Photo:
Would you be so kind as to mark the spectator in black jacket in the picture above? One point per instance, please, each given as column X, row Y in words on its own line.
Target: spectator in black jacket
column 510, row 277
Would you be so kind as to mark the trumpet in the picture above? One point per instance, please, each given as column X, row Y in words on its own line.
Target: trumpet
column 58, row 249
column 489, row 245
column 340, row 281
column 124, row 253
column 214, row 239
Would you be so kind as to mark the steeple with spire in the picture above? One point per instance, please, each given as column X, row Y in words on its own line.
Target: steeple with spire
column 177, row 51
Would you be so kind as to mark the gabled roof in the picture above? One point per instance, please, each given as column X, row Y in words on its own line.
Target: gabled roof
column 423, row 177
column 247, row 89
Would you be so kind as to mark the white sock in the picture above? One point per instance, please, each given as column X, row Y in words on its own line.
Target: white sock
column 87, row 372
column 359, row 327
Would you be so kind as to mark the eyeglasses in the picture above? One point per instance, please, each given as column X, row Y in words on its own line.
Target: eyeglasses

---

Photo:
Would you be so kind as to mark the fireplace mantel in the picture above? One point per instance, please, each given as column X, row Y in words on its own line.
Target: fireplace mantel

*TRY IT*: Go through the listing above and locate each line that holds the word "fireplace". Copy those lines.

*WRITTEN REPLY*:
Would you be so kind as to mark the fireplace mantel in the picture above? One point per instance, please, each given as column X, row Y in words on its own line.
Target: fireplace mantel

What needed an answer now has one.